## EXCERPTED TEXT
This was a piece created as a poster and possible journal cover for Dr. Jamie Spangler’s (Biomedical Engineering, Johns Hopkins University) new research. Her lab developed a triparatopic antibody that targets PD-L1 on cancerous tumor cells. The three binding sites per arm provide optimal options for crosslinking along the X-Y plane of a tumor cell’s surface between different PD-L1s. This antibody also has a toxic drug, MMAE, chemically conjugated to it that can kill tumor cells. Essentially, this triparatopic antibody-drug conjugate has three complementary anti-cancer mechanisms in a single molecule: blocking PD-L1, down regulating PD-L1 through endocytosis, and killing the tumor cell with MMAE. This piece came together with a combination of PyMOL, Cinema4D, ePMV, and Photoshop. Check out this project’s pipeline below:
Part of my initial research included using PDB and PyMOL to compile a molecular size sheet of all the proteins I would need to depict in my project.

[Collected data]
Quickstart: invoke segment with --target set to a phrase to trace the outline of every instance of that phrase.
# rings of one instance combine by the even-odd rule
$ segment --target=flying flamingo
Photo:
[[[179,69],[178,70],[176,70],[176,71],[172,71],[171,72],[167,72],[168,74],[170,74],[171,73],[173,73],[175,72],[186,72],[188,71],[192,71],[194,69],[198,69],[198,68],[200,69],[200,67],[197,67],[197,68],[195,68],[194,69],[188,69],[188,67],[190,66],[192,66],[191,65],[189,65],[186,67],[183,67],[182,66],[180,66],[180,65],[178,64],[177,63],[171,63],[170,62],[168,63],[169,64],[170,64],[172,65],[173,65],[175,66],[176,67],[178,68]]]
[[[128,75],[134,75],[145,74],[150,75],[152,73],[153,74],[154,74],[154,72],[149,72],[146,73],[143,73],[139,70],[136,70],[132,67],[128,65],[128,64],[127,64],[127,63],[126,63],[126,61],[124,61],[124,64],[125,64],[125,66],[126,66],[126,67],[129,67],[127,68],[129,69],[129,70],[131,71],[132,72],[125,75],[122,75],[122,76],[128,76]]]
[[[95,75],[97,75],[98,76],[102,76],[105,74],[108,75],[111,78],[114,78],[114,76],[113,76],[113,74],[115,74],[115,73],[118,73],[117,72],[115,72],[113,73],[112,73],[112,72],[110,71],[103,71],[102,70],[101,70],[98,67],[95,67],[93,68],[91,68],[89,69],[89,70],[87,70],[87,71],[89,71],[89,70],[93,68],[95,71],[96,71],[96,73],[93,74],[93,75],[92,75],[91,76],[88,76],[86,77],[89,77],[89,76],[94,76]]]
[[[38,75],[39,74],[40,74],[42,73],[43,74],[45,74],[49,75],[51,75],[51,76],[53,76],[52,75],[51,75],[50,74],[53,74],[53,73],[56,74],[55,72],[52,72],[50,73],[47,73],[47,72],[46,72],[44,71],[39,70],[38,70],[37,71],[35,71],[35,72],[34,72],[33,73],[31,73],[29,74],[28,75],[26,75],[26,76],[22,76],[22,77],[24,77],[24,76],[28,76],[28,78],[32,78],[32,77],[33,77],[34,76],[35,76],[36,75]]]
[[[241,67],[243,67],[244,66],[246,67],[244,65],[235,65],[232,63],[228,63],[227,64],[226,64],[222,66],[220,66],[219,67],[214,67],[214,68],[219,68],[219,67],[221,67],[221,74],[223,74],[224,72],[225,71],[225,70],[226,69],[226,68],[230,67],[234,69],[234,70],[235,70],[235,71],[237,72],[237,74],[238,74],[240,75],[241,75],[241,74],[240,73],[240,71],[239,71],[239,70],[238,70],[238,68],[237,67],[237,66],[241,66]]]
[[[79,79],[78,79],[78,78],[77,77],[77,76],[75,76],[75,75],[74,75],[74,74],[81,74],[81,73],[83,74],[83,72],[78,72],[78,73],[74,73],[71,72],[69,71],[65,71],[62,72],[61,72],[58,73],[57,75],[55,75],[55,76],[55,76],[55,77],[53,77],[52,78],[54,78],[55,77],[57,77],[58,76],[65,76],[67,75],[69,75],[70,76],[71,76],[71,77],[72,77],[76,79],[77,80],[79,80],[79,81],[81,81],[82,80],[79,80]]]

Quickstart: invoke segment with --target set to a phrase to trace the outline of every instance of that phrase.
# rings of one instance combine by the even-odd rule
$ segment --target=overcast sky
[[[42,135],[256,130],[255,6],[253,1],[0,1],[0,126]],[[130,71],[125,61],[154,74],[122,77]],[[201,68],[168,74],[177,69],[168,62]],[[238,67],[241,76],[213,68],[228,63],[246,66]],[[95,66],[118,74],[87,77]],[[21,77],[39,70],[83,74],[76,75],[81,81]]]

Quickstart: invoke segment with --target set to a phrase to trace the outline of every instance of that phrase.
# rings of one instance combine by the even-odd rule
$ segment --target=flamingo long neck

## DESCRIPTION OF THE TASK
List the software programs that the project description says were combined to create the piece. The entries are not needed for this exercise.

## WRITTEN SOLUTION
PyMOL, Cinema4D, ePMV, Photoshop